--- Begin ---

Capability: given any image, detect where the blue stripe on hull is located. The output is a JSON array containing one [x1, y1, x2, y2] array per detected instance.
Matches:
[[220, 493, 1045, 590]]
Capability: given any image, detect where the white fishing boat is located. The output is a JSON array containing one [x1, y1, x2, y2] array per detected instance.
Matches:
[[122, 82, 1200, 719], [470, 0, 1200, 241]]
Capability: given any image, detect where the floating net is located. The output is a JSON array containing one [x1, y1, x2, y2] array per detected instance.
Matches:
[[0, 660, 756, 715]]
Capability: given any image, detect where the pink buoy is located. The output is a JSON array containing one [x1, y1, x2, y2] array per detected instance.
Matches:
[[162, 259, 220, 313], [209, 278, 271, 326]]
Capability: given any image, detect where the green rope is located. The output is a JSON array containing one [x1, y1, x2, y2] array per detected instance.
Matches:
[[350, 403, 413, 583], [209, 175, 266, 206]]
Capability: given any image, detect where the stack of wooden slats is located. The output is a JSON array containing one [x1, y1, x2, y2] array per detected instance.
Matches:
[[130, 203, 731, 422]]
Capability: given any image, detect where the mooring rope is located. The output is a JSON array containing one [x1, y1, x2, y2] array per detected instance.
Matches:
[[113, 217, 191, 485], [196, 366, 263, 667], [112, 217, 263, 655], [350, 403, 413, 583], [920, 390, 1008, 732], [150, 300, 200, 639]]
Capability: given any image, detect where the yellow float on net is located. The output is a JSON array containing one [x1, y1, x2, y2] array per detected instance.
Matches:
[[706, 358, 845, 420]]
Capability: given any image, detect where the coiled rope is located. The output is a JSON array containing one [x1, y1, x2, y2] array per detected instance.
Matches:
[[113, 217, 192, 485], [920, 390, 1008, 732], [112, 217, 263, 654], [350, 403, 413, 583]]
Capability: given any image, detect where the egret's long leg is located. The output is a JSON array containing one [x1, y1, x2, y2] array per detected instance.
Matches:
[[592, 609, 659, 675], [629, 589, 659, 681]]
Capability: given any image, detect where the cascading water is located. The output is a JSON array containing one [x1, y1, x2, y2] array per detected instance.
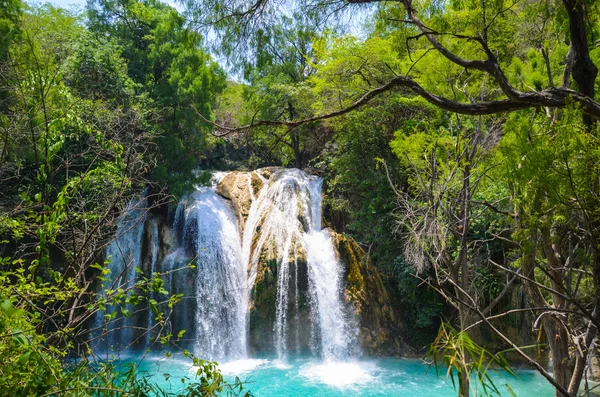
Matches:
[[94, 169, 357, 360], [175, 188, 246, 358], [243, 170, 356, 359]]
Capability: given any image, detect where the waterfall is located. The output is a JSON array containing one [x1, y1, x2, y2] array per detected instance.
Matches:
[[97, 169, 357, 360], [168, 188, 246, 359], [243, 170, 356, 359]]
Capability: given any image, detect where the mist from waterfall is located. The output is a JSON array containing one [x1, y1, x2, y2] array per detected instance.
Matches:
[[96, 169, 357, 360], [243, 170, 357, 359], [175, 188, 246, 359]]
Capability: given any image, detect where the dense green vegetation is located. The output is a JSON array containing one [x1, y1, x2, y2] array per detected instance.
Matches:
[[0, 0, 600, 396]]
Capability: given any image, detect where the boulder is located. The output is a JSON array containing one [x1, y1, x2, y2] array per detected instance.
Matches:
[[217, 171, 263, 234], [331, 232, 413, 356]]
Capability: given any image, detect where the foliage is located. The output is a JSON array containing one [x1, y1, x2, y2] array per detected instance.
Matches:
[[427, 322, 516, 396], [88, 0, 225, 195]]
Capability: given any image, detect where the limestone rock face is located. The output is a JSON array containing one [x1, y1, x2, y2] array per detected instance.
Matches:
[[217, 171, 264, 233], [331, 232, 412, 355]]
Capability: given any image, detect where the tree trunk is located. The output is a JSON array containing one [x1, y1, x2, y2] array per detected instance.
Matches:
[[562, 0, 598, 127]]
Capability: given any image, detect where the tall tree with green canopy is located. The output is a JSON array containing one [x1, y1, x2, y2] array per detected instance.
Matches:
[[192, 0, 600, 396], [87, 0, 225, 194]]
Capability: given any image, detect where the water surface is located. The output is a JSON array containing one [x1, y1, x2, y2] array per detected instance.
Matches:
[[122, 354, 554, 397]]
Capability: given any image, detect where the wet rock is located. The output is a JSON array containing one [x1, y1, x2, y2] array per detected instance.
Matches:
[[331, 232, 412, 355]]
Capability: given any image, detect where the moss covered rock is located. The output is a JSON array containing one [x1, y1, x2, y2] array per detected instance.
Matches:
[[331, 232, 412, 355]]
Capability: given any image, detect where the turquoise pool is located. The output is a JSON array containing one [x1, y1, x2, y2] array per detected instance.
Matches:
[[116, 353, 554, 397]]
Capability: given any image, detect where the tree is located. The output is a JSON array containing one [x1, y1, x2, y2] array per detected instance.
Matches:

--- End ---

Copy, without any change, every line from the beginning of the items through the line that contains "[[220, 493, 1045, 590]]", including that line.

REPLY TO THE TASK
Capability: given any image, detect where the blue stripe on hull is located. The output is a JSON array containing one [x1, y1, x2, y2] array per detected instance.
Matches:
[[220, 493, 1045, 590]]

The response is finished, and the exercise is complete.